**Instruction A**
In the PyTorch gradient forum thread, which function does Griffin_Tabor's workaround use to build a full tensor to pass to functions that expect one?
**Instruction B**
Continue the PyTorch gradient forum thread from the point where it stops.

--- begin Text block ---

Example for One of the differentiated Tensors appears to not have been used in the graph

albanD · July 16, 2021, 9:40pm

The argument is not about them having different values. Just that gradients really correspond to Tensors. And so when you do a[0], you get a branch new Tensor.

Griffin_Tabor · July 17, 2021, 12:11am

What I ended up coming with for this task of taking gradients of loss with respect to some views of my tensor as needed was very hacky.

a_np = np.random.random((3,1))
a = [torch.autograd.Variable(torch.DoubleTensor(element),requires_grad=True) for element in a_np]

#to give to functions that expect full tensor
a_intermediate = torch.stack(a)

output = (2 * a_intermediate).sum()

print(torch.autograd.grad(output, a[0:]))

But I had wanted to do

a_np = np.random.random((3,1))
a = torch.autograd.Variable(torch.DoubleTensor(a),requires_grad=True)


output = (2 * a).sum()

print(torch.autograd.grad(output, a[:]))

--- end Text block ---
--- begin Data segment ---

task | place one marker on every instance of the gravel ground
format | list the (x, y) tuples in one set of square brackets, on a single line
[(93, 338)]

--- end Data segment ---

**Result A**
torch.stack

**Result B**
In the case where I wanted to compute the gradient of output with respect to a fully contiguous slice of its tensor inputs.

On the view discussion it seems

is really the key disconnect. I was reading this to be a much stronger statement than it is, such that a view contained all the memory like graph connections inside the original tensor. Instead it appears its purely the underlying data/values that are shared.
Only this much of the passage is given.